■ GIVEN TASK A
Count how many lines in the rows below contain the string "windshield", and give only the number.

■ TEXT TO READ
4 On June 26, 2013, Stabilis filed a motion for the appointment of a receiver. On

August 26, 2013, the trial court granted the motion; it appointed Terrence Daly as

receiver.

On August 28, 2013, however, Valley and Mountain filed for bankruptcy. As a

result of the automatic stay, Receiver Daly could not take possession of the property.

On March 12 and again on March 20, 2014, the City inspected the property. It

found “hundreds of extremely dangerous building conditions that posed a risk to the

health and safety of occupants and the public.”

On April 8, 2014, the bankruptcy court lifted the automatic stay.

On April 23, 2014, the parties stipulated to substitute Paul Carlson in place of

Receiver Daly. On September 23, 2014, the trial court confirmed the substitution.

Meanwhile, on May 16, 2014, the City issued a “Legal Notice and Order to Repair

or Abate” (capitalization altered) (notice). The notice included a finding that “the

unlawful conditions . . . substantially endanger[] the health, safety, and general welfare of

the Subject Property’s occupants, the surrounding community, and the public . . . .”

On December 24, 2014, the City moved for leave to intervene. On January 23,

2015, the trial court granted the motion.

■ SOURCE DATA
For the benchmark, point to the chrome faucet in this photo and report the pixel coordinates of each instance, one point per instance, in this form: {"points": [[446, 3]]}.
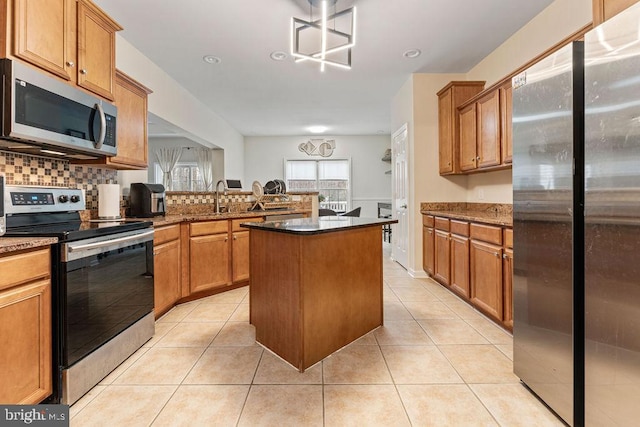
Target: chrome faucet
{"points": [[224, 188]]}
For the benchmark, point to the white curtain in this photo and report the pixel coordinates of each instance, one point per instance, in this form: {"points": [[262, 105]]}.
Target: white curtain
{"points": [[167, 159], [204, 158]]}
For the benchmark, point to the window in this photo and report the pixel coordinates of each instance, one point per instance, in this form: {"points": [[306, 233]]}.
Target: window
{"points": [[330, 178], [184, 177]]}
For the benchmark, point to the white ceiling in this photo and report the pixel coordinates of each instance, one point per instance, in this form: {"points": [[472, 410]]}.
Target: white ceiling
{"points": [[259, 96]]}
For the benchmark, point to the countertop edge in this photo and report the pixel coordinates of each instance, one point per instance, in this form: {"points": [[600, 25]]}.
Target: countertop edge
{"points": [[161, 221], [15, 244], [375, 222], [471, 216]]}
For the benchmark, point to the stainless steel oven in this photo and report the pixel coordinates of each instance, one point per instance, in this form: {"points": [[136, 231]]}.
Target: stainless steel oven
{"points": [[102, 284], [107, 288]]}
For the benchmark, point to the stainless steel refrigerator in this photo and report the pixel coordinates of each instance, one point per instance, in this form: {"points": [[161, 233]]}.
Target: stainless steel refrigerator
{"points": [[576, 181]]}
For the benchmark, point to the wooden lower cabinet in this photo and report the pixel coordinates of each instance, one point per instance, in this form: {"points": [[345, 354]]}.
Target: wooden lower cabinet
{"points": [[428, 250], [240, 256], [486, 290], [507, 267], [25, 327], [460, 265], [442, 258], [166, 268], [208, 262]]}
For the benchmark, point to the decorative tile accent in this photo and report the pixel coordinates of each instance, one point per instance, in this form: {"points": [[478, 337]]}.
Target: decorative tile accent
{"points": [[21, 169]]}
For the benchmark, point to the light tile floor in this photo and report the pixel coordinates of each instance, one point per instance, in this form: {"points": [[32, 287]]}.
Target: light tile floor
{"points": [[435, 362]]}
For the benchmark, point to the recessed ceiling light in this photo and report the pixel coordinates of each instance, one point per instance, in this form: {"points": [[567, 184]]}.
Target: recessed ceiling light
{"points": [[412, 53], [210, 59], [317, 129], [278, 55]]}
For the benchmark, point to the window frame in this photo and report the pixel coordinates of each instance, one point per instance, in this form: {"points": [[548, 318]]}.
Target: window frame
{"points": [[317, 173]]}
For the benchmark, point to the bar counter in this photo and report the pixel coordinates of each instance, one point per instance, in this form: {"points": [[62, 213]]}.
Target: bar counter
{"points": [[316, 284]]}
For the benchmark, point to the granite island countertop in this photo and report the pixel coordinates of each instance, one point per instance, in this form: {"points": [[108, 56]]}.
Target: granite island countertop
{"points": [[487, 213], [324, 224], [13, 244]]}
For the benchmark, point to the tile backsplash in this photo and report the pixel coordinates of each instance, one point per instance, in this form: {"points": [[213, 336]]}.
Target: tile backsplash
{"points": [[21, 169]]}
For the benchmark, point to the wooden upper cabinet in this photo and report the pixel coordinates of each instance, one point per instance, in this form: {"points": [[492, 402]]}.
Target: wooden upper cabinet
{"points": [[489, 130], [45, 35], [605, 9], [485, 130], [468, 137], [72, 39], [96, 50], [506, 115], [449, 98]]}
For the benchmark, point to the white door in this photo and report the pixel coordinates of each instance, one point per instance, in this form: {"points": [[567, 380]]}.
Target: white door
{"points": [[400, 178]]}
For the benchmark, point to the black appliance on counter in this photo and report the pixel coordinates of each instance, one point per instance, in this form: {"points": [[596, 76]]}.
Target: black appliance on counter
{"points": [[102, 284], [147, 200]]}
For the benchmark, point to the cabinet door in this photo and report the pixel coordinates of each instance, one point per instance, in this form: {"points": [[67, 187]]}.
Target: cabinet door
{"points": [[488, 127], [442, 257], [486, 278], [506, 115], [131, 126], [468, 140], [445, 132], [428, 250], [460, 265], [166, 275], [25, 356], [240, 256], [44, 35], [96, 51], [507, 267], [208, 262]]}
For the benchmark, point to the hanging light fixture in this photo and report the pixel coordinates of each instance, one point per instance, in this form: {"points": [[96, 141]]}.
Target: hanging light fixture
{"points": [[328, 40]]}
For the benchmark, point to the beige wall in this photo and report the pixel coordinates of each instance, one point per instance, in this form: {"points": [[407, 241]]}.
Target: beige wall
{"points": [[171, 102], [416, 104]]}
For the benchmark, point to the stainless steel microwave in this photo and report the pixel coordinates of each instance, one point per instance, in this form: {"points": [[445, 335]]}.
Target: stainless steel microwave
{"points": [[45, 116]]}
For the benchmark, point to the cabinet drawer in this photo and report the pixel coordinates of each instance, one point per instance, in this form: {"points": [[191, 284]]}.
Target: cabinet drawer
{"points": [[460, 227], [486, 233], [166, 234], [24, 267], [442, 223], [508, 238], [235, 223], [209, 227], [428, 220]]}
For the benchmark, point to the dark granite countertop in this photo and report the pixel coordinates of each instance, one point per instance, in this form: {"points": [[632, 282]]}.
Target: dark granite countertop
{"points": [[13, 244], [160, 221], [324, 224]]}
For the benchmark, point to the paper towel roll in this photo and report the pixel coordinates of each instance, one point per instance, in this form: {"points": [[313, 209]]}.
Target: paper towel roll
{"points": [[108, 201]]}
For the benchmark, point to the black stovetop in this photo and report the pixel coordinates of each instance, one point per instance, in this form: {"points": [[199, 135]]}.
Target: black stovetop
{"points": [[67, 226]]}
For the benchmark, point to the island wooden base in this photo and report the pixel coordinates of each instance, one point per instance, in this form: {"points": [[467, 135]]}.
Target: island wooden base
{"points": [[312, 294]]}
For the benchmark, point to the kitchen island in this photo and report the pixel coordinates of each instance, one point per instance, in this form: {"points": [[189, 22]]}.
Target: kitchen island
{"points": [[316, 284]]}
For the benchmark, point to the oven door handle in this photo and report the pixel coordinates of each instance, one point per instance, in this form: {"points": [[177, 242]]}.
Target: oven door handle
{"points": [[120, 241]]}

==

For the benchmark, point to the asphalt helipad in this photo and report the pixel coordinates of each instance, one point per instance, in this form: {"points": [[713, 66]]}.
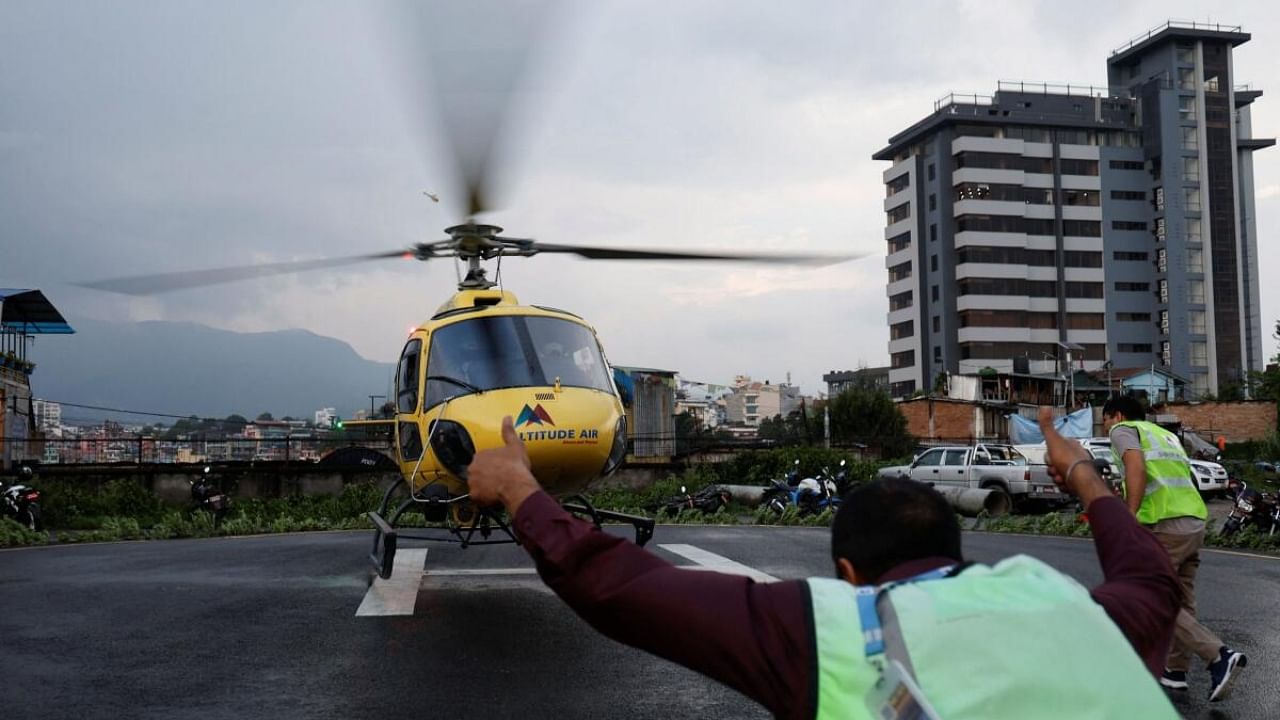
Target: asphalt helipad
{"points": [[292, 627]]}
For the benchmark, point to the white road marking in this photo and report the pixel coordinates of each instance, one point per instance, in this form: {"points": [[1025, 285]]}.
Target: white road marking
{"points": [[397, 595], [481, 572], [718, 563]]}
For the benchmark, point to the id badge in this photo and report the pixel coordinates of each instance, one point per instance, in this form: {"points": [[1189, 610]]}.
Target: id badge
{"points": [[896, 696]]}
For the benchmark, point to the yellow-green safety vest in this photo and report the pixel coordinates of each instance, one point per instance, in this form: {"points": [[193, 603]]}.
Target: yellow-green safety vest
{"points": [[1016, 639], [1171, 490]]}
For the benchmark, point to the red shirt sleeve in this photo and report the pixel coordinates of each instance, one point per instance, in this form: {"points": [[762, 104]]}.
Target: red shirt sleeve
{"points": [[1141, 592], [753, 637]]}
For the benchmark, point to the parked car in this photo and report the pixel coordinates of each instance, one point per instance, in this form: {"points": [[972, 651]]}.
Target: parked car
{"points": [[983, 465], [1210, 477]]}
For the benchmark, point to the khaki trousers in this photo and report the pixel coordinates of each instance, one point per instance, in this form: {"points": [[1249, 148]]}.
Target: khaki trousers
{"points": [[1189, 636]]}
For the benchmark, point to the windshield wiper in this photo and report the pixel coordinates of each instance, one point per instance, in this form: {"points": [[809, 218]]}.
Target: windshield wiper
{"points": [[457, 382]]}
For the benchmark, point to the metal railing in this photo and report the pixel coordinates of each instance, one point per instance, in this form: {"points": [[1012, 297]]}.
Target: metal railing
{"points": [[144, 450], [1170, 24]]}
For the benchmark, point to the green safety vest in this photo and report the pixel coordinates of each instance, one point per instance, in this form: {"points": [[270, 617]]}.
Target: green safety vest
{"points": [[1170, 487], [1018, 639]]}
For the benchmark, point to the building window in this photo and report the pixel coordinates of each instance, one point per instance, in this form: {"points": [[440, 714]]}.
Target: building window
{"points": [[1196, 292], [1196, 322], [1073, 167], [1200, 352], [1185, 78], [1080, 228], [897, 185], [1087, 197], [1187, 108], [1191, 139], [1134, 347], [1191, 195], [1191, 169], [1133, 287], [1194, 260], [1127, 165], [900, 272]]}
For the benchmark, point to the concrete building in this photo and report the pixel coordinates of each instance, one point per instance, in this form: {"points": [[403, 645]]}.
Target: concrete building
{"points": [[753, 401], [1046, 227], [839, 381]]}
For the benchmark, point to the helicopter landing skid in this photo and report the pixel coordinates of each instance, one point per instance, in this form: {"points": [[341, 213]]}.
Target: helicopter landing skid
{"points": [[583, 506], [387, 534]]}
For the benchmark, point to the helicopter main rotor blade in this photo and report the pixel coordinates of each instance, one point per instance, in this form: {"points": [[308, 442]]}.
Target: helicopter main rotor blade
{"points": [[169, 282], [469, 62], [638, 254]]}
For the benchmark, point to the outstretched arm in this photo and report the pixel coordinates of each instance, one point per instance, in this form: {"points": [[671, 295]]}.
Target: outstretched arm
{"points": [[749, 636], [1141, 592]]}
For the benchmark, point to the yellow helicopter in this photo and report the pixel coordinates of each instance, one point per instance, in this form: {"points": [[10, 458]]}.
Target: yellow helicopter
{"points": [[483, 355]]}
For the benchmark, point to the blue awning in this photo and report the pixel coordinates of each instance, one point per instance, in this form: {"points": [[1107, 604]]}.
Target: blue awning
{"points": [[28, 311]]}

■ GIVEN TASK B
According to the case history above, who did the trial court appoint as receiver on August 26, 2013?

■ FINISHED ANSWER A
2

■ FINISHED ANSWER B
Terrence Daly